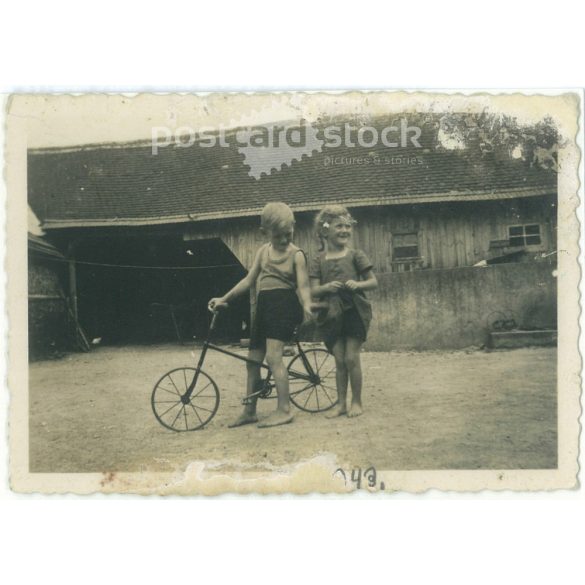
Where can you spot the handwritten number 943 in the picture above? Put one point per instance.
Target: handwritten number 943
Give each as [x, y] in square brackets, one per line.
[367, 477]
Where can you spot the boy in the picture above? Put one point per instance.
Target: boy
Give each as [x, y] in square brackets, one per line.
[279, 270]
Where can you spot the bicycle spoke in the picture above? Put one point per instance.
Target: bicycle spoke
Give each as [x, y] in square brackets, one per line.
[195, 411]
[328, 397]
[302, 389]
[309, 396]
[204, 388]
[323, 363]
[185, 415]
[175, 392]
[200, 407]
[178, 415]
[173, 383]
[327, 374]
[171, 408]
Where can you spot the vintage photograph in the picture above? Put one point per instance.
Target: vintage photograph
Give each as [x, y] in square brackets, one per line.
[293, 292]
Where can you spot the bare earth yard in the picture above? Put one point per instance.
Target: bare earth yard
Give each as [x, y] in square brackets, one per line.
[432, 410]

※

[Given request]: Lay out all the lines above as a numbered list, leaving out blank lines and the pictures.

[Full solution]:
1. Where can you spot the handwritten number 943 in the picture above? Put one point per instance.
2. Target: handwritten number 943
3. Give each as [x, y] in square brackets, one per line.
4. [367, 477]
5. Where can you spot the boy in the picture above? Put one point per instance.
6. Target: boy
7. Give each as [x, y] in square brackets, one per line.
8. [279, 270]
9. Where can you spot the bicycle spoke in the picture above? Put one point per instance.
10. Target: bicycle spoke
11. Give each as [x, y] in square brackets, one per line.
12. [195, 411]
13. [328, 397]
14. [302, 389]
15. [309, 396]
16. [204, 388]
17. [323, 363]
18. [185, 415]
19. [175, 392]
20. [200, 407]
21. [178, 415]
22. [173, 383]
23. [327, 374]
24. [171, 408]
25. Where can you spot the vintage photograph in the picture above? Put one point per instance.
26. Target: vintage photograph
27. Give each as [x, y] in square brackets, one per line.
28. [293, 292]
29. Where can you spot the bare earth yard in the picture above? Put one point per instance.
30. Target: bare earth yard
31. Give each as [x, y] in square brackets, one per line.
32. [432, 410]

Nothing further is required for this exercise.